*DOCUMENT*
Experiments with GnuTLS and Qt

Richard Moore rich at kde.org
Mon Jan 9 22:47:38 CET 2012


On Mon, Jan 9, 2012 at 8:12 PM, Nikos Mavrogiannopoulos <nmav at gnutls.org> wrote:
> On 01/09/2012 02:35 PM, Richard Moore wrote:
>
>>> - Getting at the subject/issuer details seems a bit tricky. There seem to be
>>>  errors in the docs here which doesn't help. Also seems to be using a mixture
>>>  of void * and char * to hold oids which means we'll need some casts.
>>>
>>> Would you like to elaborate on that? Is there is something we should
>>> fix (in the
>>> documentation or code)?
>> Sure, there's certainly a doc error, but I haven't had a chance to
>> check if it's due to a problem in the doc comments yet or a bug in the
>> generation tool. If you go here:
>> http://www.gnu.org/software/gnutls/manual/html_node/X509-certificate-API.html#X509-certificate-API
>> and search for gnutls_x509_crt_get_dn you'll see that the docs refer
>> to raw_flag which is only present in the
>> gnutls_x509_crt_get_dn_by_oid() function.
>
>
> Thanks. I've removed that. It will be included in the next release.

Great.

>
>> You can also see that gnutls_x509_crt_get_dn_oid uses void * for the
>> oid wheras gnutls_x509_crt_get_dn_by_oid() uses a const char *.
>
>
> When supplying an OID the const char* type is used, while when gnutls
> is copying an OID, it copies to a void* pointer. In both cases though
> a null terminated string is used/copied. We might change those (void*)
> to (char*) in a future version.

Yeah, I managed to avoid the need for casting here, but I think
treating them consistently would be clearer.

>
>>> - There appears to be no method to map oids to human readable names, there's
>>>  some internal functions for it but nothing public.
>>> Are you referring to the DN oids? If this is the case and it is an interesting
>>> feature we could consider exporting the known OIDs. However this cannot
>>> be a general OID -> string convertion.
>> Yeah, I wasn't expecting a fully generic conversion. The way this
>> works in openssl is that if it's a known OID then it converts it to a
>> human readable name, and if not it returns the oid as a string.
>> Normally openssl uses internal id numbers for the oid in order to
>> improve performance.
>
>
> This look pretty simple. I'll add a function for that.

Great, I think there's an internal function that does most of this
anyway from reading the sources.

>
>>> To which functions do you refer to? In general I try to promote the
>>> gnutls_x509_crt_get_dn() that provides an RFC2253 compliant single
>>> string to describe the DN.

*GIVEN RECORDS*
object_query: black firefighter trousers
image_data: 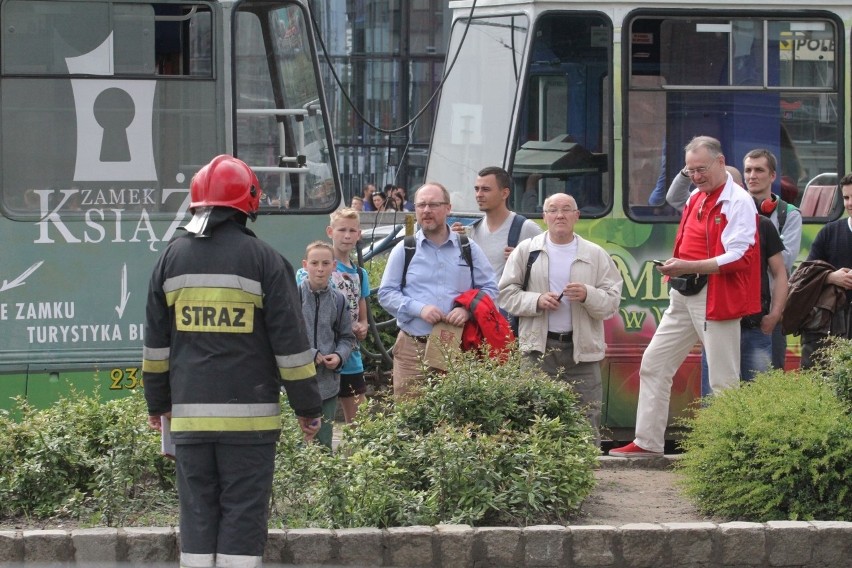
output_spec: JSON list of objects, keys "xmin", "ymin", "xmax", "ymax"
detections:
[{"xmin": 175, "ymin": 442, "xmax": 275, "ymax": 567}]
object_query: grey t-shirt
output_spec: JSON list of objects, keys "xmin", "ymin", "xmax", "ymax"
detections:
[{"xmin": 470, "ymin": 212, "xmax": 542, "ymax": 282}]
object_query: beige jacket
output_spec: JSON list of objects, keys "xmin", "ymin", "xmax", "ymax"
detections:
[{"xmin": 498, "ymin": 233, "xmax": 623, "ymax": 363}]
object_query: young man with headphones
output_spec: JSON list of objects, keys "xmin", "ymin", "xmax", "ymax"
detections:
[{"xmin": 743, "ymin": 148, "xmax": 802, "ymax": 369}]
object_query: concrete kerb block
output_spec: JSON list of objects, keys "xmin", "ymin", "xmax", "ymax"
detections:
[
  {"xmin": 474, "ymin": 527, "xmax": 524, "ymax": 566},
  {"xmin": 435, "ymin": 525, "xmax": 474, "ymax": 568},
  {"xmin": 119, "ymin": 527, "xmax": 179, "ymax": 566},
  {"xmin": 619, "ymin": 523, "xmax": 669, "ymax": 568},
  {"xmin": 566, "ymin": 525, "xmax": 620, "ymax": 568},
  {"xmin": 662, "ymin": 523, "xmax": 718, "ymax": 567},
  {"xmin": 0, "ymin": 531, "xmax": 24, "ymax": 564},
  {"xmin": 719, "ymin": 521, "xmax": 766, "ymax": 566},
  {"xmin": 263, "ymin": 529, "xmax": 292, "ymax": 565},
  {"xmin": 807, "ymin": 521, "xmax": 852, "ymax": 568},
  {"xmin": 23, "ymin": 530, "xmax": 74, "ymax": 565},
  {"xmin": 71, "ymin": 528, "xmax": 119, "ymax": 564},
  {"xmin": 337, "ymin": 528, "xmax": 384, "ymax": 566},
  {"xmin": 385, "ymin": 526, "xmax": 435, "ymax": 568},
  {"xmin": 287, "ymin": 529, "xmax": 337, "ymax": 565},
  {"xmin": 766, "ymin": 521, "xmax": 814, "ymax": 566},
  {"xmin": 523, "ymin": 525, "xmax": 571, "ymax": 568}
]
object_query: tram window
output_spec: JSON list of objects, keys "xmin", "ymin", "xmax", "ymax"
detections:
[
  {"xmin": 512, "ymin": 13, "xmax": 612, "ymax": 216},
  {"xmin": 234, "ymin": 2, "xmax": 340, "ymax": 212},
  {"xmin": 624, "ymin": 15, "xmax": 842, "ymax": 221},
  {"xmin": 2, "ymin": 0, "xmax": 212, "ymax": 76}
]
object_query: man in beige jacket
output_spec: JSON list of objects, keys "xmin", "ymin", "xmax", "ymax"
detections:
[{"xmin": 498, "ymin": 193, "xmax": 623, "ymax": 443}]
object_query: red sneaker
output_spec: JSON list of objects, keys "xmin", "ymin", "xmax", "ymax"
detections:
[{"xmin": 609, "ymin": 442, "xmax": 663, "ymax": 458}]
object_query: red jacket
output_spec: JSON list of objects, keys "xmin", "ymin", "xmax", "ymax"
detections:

*REQUIRED ACTIONS*
- A) Update the GnuTLS and Qt message, starting with "Yeah, I managed" and going on through "-> string convertion.", with "casting" changed to "type conversion".
- B) Answer these from the GnuTLS and Qt message:
(i) Which flag do the docs for gnutls_x509_crt_get_dn mention that exists only in gnutls_x509_crt_get_dn_by_oid()?
(ii) What does openssl return for an OID that is not known?
(iii) What does gnutls_x509_crt_get_dn() provide to describe the DN?

*SOLVED TASKS*
- A)
Yeah, I managed to avoid the need for type conversion here, but I think
treating them consistently would be clearer.

>
>>> - There appears to be no method to map oids to human readable names, there's
>>>  some internal functions for it but nothing public.
>>> Are you referring to the DN oids? If this is the case and it is an interesting
>>> feature we could consider exporting the known OIDs. However this cannot
>>> be a general OID -> string convertion.

- B)
(i) raw_flag
(ii) The OID as a string
(iii) An RFC2253 compliant single string